(Natural-language object grounding data)
┌──
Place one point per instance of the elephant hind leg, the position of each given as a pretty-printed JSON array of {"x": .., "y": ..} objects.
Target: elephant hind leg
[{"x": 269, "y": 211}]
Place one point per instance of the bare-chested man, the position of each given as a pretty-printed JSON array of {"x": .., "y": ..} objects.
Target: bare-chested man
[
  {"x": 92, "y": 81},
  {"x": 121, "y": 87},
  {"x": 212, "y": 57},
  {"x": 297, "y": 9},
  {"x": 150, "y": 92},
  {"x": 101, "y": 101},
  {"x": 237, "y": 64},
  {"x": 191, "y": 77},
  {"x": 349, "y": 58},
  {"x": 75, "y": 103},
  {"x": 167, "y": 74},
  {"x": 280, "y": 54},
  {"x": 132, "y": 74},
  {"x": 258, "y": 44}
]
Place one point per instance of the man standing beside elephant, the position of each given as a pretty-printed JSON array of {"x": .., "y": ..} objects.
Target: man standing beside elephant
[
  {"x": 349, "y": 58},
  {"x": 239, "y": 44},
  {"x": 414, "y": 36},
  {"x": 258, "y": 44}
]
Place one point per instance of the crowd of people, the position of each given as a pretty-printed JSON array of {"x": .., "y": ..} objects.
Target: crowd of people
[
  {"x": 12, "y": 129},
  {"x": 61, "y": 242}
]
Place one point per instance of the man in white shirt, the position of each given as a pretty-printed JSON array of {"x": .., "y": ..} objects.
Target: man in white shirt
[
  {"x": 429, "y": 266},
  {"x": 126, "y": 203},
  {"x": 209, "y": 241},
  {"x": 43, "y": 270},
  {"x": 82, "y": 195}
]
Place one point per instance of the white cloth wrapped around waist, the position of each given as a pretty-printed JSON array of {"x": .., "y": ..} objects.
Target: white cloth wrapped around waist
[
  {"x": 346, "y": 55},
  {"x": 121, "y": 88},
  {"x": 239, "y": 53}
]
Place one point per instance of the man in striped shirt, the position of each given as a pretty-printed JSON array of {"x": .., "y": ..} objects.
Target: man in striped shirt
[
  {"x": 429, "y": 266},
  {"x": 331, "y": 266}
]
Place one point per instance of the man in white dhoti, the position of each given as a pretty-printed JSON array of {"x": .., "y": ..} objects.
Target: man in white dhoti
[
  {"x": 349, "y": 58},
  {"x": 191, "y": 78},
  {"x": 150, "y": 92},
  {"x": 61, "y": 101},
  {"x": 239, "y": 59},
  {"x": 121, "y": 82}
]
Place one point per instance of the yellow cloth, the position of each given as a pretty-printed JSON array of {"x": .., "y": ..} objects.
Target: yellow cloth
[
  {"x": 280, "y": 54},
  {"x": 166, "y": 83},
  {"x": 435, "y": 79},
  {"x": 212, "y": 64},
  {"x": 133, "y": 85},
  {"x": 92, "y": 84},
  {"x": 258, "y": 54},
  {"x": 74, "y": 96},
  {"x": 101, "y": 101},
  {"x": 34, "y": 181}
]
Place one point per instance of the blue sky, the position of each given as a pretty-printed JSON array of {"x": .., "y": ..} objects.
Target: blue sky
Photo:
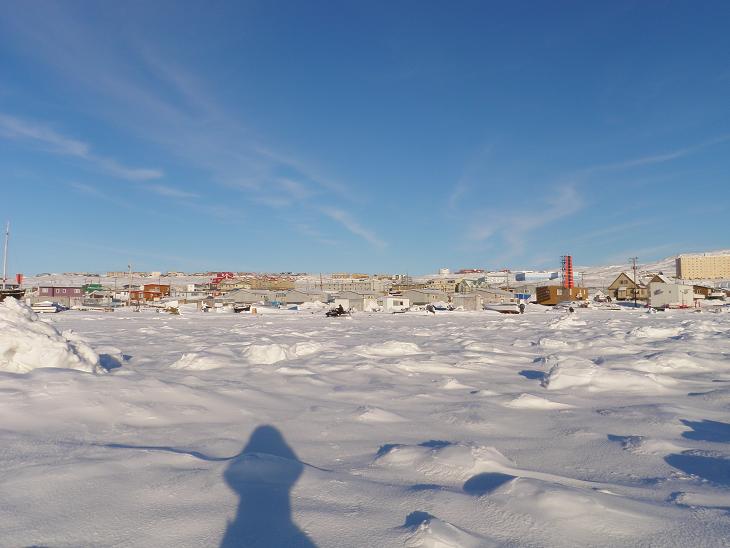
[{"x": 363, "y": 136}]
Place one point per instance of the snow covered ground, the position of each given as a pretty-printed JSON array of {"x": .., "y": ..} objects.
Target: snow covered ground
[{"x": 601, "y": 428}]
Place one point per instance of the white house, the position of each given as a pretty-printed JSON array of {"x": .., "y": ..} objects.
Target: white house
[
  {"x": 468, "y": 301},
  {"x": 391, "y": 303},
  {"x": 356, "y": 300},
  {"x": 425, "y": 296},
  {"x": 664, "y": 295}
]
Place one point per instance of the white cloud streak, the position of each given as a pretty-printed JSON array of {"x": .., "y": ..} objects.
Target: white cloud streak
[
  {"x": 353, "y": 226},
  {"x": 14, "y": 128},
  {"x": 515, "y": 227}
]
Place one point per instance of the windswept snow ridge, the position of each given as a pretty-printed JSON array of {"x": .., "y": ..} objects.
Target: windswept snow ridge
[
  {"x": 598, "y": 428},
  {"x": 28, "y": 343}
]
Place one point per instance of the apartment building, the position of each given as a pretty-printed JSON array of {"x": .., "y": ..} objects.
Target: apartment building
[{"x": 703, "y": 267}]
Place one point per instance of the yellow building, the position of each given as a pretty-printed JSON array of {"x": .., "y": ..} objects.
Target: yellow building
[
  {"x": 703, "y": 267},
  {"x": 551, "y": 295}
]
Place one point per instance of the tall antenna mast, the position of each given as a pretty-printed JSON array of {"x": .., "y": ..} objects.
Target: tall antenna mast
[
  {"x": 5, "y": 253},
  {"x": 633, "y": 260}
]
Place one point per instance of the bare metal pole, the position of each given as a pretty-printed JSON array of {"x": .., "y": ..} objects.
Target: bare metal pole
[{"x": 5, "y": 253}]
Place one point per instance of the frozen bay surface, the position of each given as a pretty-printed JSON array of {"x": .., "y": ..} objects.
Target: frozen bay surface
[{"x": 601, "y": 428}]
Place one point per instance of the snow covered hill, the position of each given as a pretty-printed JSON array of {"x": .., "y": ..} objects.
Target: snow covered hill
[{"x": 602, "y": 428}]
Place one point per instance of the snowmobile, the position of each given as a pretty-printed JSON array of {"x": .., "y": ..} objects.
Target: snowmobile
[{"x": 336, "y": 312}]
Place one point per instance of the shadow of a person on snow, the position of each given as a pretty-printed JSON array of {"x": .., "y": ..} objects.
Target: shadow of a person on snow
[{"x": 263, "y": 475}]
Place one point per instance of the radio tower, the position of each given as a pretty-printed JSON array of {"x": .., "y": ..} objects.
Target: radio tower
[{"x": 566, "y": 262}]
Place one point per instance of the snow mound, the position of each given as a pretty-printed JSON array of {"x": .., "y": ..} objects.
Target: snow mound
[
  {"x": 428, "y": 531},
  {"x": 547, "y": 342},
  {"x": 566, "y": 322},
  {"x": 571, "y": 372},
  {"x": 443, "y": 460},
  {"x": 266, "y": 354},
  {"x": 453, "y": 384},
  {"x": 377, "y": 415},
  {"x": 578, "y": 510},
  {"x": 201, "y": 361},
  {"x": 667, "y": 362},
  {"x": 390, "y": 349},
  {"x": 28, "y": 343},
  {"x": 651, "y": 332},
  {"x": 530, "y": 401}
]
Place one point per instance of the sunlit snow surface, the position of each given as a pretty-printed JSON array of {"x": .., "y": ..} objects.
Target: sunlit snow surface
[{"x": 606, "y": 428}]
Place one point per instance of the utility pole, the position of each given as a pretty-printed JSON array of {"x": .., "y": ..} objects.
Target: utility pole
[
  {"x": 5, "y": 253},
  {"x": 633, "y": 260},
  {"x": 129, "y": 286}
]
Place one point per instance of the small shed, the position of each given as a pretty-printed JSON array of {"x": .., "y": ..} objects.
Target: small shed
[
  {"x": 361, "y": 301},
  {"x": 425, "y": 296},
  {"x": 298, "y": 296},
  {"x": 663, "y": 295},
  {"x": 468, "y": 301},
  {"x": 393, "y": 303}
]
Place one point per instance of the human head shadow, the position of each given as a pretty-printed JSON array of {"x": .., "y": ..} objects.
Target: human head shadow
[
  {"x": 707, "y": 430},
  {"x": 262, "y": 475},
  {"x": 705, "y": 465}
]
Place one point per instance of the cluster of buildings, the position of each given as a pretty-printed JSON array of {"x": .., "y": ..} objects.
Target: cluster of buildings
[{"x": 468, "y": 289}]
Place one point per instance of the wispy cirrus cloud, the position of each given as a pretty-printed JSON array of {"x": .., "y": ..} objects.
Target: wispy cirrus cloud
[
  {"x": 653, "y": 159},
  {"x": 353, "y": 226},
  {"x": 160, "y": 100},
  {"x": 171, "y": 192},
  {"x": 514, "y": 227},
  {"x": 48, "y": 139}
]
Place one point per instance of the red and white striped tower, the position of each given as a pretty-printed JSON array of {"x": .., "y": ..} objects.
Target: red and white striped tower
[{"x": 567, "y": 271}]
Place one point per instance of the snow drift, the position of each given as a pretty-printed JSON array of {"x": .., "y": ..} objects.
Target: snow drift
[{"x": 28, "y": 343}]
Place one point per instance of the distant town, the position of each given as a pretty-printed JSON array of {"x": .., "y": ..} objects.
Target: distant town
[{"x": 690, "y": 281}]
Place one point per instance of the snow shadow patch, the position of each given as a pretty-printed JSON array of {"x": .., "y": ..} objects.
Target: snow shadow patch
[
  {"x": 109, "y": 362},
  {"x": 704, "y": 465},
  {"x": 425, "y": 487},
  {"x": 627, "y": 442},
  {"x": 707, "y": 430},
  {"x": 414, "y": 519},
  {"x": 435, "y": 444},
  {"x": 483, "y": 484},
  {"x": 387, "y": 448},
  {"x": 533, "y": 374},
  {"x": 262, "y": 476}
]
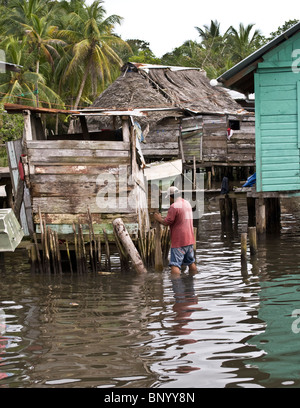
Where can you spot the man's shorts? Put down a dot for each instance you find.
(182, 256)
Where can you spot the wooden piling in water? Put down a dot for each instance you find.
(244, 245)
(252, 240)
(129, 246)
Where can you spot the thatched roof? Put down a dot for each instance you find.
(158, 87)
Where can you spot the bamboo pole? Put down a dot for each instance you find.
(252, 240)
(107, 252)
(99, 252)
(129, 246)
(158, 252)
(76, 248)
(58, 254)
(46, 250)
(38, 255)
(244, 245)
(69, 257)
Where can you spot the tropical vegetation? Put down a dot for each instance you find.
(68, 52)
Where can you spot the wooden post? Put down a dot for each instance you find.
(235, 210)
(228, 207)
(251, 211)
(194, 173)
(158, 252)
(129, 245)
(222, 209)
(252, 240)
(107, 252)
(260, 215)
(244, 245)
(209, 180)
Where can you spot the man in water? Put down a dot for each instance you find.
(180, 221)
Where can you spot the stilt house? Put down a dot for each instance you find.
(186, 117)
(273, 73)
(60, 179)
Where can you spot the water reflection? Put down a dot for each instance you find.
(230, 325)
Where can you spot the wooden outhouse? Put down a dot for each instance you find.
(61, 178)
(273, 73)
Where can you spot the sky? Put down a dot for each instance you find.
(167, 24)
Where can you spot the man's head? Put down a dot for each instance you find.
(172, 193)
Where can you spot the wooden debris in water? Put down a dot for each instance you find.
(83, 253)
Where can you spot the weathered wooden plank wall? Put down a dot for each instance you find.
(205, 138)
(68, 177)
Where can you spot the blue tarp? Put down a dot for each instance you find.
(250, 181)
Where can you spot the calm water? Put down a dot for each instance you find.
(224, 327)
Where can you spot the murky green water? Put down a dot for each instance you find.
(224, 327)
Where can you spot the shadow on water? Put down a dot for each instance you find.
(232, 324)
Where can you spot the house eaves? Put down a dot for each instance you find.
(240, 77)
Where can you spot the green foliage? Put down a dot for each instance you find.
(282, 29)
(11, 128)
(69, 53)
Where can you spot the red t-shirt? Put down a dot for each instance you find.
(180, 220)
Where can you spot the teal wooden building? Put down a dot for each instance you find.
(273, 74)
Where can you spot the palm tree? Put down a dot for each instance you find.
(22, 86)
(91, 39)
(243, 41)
└──
┌──
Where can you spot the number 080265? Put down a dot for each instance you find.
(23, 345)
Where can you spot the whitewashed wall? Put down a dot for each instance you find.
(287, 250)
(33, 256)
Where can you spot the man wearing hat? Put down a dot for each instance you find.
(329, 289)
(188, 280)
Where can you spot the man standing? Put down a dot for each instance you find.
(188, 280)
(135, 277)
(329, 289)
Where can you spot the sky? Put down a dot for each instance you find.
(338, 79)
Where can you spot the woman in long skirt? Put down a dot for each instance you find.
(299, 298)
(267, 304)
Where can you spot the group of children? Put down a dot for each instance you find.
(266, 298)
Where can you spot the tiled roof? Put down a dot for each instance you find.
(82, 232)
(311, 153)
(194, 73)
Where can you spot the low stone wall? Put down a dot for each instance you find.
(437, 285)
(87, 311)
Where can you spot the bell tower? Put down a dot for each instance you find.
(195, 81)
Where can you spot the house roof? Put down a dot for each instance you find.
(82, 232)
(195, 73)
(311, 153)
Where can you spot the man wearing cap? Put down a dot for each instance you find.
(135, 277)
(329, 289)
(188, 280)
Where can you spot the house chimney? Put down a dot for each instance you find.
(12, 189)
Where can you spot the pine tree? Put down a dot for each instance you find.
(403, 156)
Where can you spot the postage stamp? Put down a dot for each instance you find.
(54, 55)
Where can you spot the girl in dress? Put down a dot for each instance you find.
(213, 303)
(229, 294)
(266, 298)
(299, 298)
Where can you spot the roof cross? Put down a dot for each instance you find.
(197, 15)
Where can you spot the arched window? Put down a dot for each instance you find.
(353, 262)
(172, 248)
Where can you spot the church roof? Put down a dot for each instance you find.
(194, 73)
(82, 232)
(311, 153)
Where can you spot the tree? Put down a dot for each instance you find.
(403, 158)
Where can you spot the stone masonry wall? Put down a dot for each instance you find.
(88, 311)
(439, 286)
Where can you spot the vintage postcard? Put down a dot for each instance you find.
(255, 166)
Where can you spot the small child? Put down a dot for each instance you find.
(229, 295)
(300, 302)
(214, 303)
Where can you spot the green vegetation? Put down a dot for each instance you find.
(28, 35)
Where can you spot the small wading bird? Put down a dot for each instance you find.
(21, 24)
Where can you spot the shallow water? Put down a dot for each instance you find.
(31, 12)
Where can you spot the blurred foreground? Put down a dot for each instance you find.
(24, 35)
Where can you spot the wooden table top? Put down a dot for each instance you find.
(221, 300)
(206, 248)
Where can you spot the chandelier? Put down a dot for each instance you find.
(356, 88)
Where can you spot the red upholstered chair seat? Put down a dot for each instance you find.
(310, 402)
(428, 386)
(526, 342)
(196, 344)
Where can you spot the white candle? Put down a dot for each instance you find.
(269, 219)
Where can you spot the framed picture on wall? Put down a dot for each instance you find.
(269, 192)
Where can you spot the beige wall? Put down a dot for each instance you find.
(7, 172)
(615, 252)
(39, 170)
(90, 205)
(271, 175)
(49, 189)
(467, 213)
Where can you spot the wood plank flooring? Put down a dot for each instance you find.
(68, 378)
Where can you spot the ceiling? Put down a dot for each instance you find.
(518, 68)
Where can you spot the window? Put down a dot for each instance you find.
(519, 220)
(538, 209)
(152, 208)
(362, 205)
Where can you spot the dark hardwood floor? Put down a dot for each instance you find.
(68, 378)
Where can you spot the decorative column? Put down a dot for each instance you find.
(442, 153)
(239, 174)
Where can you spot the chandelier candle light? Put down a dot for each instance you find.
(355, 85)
└──
┌──
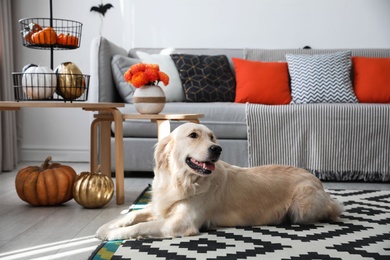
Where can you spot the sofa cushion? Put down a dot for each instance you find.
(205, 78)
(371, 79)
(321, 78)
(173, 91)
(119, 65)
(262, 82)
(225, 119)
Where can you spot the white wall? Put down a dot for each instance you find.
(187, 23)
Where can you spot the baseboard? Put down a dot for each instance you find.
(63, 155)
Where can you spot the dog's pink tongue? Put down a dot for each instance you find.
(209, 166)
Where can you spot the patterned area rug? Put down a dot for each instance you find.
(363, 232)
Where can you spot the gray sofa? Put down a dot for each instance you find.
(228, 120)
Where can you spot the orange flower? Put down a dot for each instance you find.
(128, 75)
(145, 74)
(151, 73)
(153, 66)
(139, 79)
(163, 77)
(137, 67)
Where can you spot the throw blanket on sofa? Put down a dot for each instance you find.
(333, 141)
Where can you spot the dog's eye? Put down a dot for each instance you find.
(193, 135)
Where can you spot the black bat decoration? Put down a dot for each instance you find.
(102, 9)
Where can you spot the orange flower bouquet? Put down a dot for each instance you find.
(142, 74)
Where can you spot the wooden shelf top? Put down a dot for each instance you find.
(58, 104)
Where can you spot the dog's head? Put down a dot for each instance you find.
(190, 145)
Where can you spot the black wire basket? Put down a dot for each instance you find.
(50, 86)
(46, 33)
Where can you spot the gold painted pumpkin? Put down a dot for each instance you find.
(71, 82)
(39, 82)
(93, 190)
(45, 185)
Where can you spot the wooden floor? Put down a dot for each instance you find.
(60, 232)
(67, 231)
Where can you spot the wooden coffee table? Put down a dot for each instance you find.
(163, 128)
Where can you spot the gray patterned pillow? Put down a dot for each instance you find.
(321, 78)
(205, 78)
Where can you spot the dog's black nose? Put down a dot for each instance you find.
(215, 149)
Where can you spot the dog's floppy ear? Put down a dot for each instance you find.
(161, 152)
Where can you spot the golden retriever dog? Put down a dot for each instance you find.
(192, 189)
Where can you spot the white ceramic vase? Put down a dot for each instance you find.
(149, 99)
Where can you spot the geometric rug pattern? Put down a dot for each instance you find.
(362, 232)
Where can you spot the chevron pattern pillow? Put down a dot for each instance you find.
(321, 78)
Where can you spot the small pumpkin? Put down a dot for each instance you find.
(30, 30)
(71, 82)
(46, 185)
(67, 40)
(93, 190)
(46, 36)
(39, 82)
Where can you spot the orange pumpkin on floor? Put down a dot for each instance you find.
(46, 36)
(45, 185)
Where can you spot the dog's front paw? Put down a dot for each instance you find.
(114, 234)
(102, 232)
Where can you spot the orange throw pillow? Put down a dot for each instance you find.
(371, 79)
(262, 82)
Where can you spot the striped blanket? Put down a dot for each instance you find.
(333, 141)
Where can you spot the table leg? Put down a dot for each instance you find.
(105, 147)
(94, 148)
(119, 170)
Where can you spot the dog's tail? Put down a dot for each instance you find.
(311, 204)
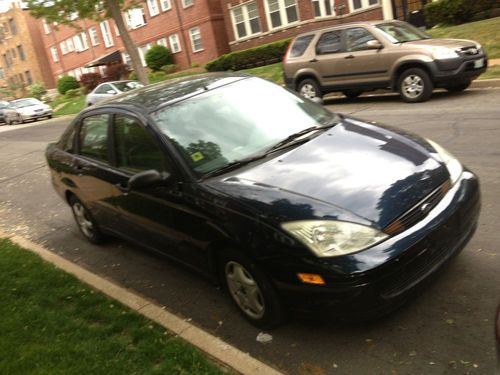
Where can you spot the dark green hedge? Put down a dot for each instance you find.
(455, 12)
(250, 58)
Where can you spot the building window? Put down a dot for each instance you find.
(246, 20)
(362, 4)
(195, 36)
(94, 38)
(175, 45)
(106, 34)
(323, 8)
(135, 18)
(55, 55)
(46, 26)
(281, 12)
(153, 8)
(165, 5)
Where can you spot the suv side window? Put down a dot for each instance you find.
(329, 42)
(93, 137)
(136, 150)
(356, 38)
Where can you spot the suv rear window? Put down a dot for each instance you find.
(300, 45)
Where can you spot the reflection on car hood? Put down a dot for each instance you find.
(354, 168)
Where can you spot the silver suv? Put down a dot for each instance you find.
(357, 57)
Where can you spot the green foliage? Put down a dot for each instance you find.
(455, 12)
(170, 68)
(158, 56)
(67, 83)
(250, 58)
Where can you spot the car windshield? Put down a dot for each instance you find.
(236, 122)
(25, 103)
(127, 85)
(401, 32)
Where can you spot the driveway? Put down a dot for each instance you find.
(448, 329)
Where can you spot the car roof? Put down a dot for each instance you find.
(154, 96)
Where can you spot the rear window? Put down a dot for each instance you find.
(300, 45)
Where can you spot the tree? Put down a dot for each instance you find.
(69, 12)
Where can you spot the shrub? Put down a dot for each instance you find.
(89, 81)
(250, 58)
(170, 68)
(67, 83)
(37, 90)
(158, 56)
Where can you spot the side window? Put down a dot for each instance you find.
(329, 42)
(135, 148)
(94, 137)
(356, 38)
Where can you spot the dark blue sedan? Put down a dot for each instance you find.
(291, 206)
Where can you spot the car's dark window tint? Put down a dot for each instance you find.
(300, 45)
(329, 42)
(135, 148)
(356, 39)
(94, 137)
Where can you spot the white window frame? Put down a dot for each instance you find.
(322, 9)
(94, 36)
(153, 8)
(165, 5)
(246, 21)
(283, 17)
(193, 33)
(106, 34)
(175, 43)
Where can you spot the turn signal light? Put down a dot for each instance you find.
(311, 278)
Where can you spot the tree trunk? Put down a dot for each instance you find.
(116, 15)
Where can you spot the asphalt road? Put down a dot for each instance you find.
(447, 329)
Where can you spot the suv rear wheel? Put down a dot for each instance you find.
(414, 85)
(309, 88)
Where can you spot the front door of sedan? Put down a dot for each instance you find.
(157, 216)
└──
* **Problem**
Starting at the line above that contains "Place one point per instance of the elephant", write out each line exactly until the line that contains "Place one point per instance of the bare-chested" has been written, and stop there.

* **Task response**
Place one point per instance of the elephant hind leg, the position of each given as a pretty-printed JSON array of {"x": .., "y": ..} objects.
Target: elephant hind leg
[{"x": 269, "y": 211}]
Place one point per instance of the bare-chested man, the position of each given as a pretty-printed JSON array of {"x": .., "y": ..} objects.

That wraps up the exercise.